* TEXT SECTION *

This show itself has become what Andrews is most proud of in her career. What it represents to her is strength of women and their musical influences. Throughout it, she describes the influence and sings the legendary singers’ songs with her own twist. The audience’s response has been very welcoming to her too.
“I think honestly knowing that this show that I developed from my heart is actually being received so warmly by my audience [is my proudest moment],” she said. “Every time I perform it, they want to see it again and again. Just knowing my baby, The Legendary Lady Singer, is causing a little raucous in the community is wonderful and I can say, ‘Wow, this is my baby and it’s something I put together.’ Hearing applause when I sing my original songs at my show… it’s all about the performance for me, like when I’m actually performing my original songs and my show. It’s the best feeling in the world. I’ve received great awards; I’ve sang at CitiField; I’ve done really huge things but knowing my show is well received is amazing to me.”
Another valuable aspect to her career is philanthropy, something her mother made sure to instill in her family. Growing up, as part of a family of six kids, Andrews said while they may not have had much, they had the spirit of giving. Andrews carries that spirit heavily in her career, with the help of Ro Sorce, a board member at Hackensack Children’s Hospital. Each year, with a group of friends, Sorce helps set up visits for Andrews and her friends to come in to help with the sick children and cancer patients. Andrews performs for them, and she has dedicated herself to sharing her gift and her generosity.

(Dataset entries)
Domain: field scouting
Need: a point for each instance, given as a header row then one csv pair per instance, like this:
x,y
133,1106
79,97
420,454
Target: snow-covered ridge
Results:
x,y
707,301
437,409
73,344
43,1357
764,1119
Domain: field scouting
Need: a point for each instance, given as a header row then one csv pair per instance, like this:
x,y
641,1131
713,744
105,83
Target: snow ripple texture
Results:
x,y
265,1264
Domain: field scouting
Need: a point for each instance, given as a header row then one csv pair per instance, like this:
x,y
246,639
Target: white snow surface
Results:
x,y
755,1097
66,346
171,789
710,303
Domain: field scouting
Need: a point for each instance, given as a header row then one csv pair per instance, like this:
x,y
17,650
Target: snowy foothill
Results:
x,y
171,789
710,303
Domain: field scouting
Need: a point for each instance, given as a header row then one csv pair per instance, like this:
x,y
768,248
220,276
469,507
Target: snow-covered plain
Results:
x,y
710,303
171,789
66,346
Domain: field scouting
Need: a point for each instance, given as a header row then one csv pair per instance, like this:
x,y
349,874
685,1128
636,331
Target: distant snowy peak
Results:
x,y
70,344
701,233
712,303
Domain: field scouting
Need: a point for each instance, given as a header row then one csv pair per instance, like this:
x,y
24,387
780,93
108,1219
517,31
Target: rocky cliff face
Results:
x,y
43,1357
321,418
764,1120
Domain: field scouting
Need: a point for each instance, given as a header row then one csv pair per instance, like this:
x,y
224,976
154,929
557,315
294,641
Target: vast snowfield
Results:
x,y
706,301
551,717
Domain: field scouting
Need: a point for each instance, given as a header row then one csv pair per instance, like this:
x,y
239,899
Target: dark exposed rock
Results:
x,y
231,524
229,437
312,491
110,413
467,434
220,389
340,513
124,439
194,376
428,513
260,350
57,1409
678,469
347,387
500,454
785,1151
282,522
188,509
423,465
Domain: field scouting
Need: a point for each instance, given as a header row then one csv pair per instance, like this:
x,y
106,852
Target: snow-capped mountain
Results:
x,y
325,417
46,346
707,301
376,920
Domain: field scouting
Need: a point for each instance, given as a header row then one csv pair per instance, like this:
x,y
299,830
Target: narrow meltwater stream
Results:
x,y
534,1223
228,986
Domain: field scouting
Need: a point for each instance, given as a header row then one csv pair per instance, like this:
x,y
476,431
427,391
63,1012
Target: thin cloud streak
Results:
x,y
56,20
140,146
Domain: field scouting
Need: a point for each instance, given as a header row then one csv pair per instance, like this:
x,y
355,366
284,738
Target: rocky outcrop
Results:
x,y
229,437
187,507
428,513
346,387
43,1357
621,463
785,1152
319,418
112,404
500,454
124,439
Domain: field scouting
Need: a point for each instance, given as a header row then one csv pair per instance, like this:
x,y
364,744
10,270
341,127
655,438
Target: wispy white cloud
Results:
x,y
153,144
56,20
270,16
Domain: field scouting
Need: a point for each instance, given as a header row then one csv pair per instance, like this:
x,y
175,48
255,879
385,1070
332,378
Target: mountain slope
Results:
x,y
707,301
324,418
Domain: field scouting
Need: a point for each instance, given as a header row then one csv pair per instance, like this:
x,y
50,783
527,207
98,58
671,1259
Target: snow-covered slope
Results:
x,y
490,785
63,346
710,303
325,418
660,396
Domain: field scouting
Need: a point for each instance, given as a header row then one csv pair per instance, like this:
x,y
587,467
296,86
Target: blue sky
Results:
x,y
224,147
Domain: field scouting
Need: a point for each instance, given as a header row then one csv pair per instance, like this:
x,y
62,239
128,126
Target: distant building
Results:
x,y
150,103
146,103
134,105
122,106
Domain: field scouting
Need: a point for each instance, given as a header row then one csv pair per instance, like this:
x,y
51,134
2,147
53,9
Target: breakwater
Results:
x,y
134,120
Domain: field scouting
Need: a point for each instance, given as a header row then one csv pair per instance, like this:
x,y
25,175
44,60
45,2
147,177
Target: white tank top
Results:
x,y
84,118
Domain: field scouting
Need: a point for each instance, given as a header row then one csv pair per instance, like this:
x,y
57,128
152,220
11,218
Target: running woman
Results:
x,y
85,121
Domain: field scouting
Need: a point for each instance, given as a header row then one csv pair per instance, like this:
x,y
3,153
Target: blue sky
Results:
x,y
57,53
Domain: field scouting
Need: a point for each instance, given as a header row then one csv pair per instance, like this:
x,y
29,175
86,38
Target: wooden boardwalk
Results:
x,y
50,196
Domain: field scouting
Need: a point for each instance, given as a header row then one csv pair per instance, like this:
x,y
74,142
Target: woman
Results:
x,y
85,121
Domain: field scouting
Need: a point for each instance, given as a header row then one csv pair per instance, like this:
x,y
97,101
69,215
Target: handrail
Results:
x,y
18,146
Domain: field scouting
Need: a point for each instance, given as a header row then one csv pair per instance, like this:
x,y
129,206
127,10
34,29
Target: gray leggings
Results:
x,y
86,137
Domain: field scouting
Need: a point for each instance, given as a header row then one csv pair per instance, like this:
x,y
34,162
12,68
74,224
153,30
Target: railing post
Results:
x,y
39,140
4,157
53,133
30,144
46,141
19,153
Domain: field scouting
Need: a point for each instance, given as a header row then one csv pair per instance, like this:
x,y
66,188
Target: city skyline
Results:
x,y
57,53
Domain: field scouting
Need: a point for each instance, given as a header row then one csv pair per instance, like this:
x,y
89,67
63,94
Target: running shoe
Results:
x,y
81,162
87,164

* WORK TASK A *
Summarize the profile of Andrews in two sentences.
* WORK TASK B *
In the profile of Andrews, rewrite the part that opens with the words containing "This show itself" and closes with "to her too.", changing "welcoming" to "warm".

* PROBLEM SOLUTION A *
Andrews is proudest of her show, The Legendary Lady Singer, which represents the strength of women and their musical influences and has been warmly received by her audience. She also values philanthropy, which her mother instilled in her family, and she performs for sick children and cancer patients through visits that Ro Sorce, a board member at Hackensack Children's Hospital, helps set up.

* PROBLEM SOLUTION B *
This show itself has become what Andrews is most proud of in her career. What it represents to her is strength of women and their musical influences. Throughout it, she describes the influence and sings the legendary singers’ songs with her own twist. The audience’s response has been very warm to her too.